§ **Work to be completed**: Nothing but the lines below between the line holding "Q. Locate the player's neck;" and the line holding "Q. Locate the sponsor", inclusive, should appear in the answer, each set down exactly.

§ **Records for this task**:
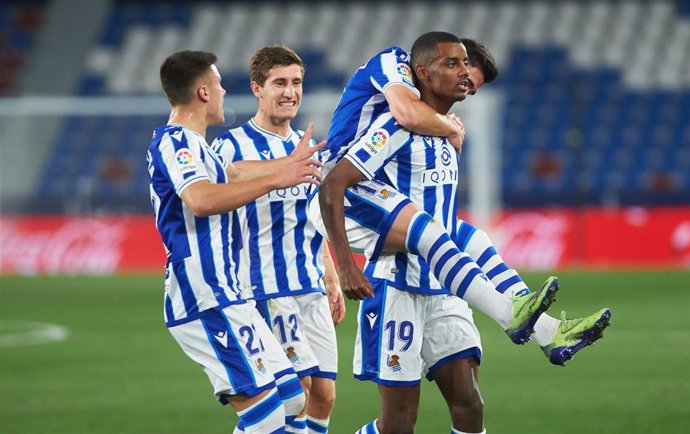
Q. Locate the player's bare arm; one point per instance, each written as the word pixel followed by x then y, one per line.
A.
pixel 247 170
pixel 331 200
pixel 333 291
pixel 418 117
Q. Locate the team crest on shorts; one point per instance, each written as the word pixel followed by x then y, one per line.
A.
pixel 292 355
pixel 260 366
pixel 393 362
pixel 185 160
pixel 377 140
pixel 385 194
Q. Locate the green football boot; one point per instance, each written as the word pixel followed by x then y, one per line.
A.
pixel 527 308
pixel 575 334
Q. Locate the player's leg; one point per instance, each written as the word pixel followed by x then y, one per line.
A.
pixel 225 344
pixel 318 328
pixel 558 341
pixel 457 272
pixel 283 314
pixel 451 352
pixel 387 351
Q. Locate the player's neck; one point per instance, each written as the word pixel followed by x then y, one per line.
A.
pixel 192 119
pixel 279 127
pixel 440 105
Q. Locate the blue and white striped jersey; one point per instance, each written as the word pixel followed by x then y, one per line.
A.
pixel 362 100
pixel 425 169
pixel 281 252
pixel 199 268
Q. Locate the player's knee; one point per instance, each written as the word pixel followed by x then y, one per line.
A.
pixel 321 400
pixel 401 422
pixel 470 405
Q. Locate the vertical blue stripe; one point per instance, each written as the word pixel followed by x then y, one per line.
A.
pixel 278 233
pixel 301 260
pixel 255 275
pixel 206 252
pixel 188 297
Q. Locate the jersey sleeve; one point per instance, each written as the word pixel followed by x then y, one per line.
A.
pixel 227 147
pixel 182 157
pixel 392 67
pixel 382 141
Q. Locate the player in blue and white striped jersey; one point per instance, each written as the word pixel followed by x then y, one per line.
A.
pixel 284 263
pixel 192 190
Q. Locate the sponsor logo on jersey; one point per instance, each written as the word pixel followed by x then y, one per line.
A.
pixel 404 71
pixel 393 362
pixel 371 316
pixel 222 337
pixel 377 140
pixel 185 160
pixel 442 176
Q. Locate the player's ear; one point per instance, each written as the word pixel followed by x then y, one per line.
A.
pixel 256 88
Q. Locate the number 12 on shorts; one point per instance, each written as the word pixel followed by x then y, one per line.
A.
pixel 403 331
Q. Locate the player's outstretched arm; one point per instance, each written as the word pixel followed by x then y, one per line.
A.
pixel 333 291
pixel 331 200
pixel 418 117
pixel 250 170
pixel 204 198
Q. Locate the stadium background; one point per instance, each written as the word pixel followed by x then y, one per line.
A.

§ **Result for this task**:
Q. Locate the player's neck; one point per instance, each written as the word pixel followed by x then y, one per line.
A.
pixel 192 119
pixel 279 127
pixel 440 105
Q. Locate the blue and white striped jersey; one point per instance, each written as the word pixel followed by x then y, one per line.
A.
pixel 362 100
pixel 425 169
pixel 281 252
pixel 199 268
Q. Locate the player's knee; one point per instance, each written as the word pixel followed by x then y, one per line.
A.
pixel 321 400
pixel 401 422
pixel 470 405
Q. Locate the vertical blue stripe; one point per instance, each written as the word pixel followed by x then y, one per line.
A.
pixel 278 233
pixel 301 260
pixel 255 275
pixel 206 252
pixel 188 297
Q. Locate the jersey sleeve; one point per instance, each written as the word pixel followed by x then y, one per line.
A.
pixel 227 147
pixel 182 157
pixel 392 67
pixel 382 141
Q. Locate the player in blue and white striped jersey; one point per instance, each written as the word pixel followed by x then y, one per line.
A.
pixel 284 263
pixel 192 190
Q. Locate the sponsor logo on jersey; one point per instance, each written as the word pixel followed by x then y, one per line.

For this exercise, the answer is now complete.